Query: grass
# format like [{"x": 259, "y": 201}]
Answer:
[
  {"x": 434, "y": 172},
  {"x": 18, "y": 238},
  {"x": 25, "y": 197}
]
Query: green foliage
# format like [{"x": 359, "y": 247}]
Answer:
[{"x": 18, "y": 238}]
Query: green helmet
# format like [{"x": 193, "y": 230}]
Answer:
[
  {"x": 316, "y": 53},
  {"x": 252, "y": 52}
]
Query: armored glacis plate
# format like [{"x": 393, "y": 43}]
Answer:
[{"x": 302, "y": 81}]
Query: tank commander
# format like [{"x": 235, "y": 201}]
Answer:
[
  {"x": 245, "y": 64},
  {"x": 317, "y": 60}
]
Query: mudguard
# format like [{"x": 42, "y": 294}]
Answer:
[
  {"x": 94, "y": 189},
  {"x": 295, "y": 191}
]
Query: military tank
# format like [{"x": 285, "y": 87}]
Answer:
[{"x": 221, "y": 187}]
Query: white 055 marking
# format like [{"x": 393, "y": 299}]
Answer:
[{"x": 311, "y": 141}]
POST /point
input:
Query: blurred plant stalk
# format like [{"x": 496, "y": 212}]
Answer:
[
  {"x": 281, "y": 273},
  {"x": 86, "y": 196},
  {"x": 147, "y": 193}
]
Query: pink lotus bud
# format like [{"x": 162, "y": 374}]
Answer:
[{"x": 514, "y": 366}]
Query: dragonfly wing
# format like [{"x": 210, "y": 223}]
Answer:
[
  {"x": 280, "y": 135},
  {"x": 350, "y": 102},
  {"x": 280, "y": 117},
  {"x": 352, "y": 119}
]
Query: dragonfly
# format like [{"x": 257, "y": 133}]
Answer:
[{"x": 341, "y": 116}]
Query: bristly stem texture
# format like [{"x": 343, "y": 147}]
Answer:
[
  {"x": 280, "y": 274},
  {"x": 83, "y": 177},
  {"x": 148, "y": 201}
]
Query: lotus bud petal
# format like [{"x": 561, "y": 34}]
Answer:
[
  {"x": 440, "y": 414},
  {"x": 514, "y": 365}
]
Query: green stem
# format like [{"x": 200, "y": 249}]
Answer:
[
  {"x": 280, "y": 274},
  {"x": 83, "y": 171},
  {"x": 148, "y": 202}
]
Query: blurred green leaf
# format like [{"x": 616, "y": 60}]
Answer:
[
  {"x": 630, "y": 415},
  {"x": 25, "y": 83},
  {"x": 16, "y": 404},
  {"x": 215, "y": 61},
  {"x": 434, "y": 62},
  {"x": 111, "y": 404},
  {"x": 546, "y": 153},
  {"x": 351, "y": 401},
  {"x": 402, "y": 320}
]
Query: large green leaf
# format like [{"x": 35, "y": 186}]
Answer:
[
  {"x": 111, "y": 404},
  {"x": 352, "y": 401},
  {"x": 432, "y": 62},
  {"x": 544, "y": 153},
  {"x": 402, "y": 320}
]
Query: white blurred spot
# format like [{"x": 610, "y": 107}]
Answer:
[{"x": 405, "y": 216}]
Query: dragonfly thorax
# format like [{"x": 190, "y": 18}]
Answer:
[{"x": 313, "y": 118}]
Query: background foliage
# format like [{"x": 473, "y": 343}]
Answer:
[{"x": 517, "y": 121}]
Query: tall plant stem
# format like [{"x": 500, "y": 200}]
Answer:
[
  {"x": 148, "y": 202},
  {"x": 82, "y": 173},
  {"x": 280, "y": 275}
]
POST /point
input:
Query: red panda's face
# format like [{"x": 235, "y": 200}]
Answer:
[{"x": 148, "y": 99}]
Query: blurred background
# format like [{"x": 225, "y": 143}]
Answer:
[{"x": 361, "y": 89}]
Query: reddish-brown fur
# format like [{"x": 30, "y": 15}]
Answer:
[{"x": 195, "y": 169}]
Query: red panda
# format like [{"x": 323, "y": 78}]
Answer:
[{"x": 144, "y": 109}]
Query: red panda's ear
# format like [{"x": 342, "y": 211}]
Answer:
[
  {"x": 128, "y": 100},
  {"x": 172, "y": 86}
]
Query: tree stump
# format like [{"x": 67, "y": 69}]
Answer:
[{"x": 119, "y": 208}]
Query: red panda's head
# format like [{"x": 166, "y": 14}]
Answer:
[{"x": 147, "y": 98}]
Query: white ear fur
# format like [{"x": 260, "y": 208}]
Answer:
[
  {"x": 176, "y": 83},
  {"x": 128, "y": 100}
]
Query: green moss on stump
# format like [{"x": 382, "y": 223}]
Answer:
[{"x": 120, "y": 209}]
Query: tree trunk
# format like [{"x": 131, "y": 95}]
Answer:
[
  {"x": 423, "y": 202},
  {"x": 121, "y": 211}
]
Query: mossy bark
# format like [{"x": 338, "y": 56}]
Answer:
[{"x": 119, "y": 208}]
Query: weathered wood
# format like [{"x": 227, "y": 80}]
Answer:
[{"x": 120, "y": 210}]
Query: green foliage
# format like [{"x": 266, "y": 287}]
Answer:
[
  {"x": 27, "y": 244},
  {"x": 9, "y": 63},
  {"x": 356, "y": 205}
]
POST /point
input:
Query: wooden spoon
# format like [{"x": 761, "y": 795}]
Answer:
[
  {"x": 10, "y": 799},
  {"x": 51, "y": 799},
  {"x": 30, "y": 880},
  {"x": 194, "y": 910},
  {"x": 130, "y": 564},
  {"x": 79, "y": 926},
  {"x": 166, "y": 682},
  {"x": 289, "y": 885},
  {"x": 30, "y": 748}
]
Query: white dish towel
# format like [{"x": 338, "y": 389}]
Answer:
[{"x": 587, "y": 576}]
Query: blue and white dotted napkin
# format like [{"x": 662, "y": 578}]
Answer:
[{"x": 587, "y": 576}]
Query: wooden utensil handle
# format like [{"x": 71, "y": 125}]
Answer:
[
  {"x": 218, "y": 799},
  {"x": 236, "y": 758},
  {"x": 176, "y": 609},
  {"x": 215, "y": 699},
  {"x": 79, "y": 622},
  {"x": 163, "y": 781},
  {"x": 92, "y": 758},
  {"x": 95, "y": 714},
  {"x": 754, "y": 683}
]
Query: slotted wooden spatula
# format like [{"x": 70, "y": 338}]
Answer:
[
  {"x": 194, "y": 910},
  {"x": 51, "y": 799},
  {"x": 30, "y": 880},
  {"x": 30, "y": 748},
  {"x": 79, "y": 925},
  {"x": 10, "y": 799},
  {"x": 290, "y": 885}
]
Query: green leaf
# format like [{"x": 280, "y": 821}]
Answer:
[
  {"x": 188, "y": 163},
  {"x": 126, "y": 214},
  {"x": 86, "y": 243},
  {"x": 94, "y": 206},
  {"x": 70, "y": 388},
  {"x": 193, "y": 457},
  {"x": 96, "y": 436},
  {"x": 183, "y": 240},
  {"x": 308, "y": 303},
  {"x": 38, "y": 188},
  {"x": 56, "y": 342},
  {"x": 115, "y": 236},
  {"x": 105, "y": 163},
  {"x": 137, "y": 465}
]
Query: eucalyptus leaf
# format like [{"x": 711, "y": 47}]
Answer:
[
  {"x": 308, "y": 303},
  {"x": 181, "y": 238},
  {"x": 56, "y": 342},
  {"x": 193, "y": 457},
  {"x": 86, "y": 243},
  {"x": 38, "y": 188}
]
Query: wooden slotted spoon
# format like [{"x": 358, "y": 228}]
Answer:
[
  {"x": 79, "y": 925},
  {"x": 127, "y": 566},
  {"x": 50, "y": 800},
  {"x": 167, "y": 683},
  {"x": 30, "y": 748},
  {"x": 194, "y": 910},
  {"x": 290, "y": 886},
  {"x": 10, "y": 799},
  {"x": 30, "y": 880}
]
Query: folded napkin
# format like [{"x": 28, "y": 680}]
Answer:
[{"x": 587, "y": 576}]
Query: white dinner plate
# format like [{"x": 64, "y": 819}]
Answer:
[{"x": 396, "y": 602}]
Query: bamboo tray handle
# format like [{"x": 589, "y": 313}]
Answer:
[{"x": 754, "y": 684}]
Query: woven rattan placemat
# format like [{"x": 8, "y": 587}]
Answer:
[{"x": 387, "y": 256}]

***

__THE REQUEST__: Every line from the one holding "Query: wooden slotted spoon" through the final line of the listing must be echoed exactly; leave out all other lines.

__FINAL RESULT__:
Query: wooden slotted spoon
# format like [{"x": 358, "y": 228}]
Answer:
[
  {"x": 79, "y": 925},
  {"x": 127, "y": 566},
  {"x": 50, "y": 800},
  {"x": 167, "y": 683},
  {"x": 30, "y": 748},
  {"x": 194, "y": 910},
  {"x": 290, "y": 886},
  {"x": 10, "y": 799},
  {"x": 30, "y": 880}
]
Query: folded napkin
# format like [{"x": 28, "y": 680}]
Answer:
[{"x": 587, "y": 576}]
Query: white dinner plate
# format like [{"x": 64, "y": 819}]
Answer:
[{"x": 396, "y": 602}]
Query: bamboo tray handle
# format like [{"x": 589, "y": 313}]
Answer:
[{"x": 754, "y": 684}]
Query: woven rattan placemat
# format like [{"x": 8, "y": 587}]
Answer:
[{"x": 387, "y": 256}]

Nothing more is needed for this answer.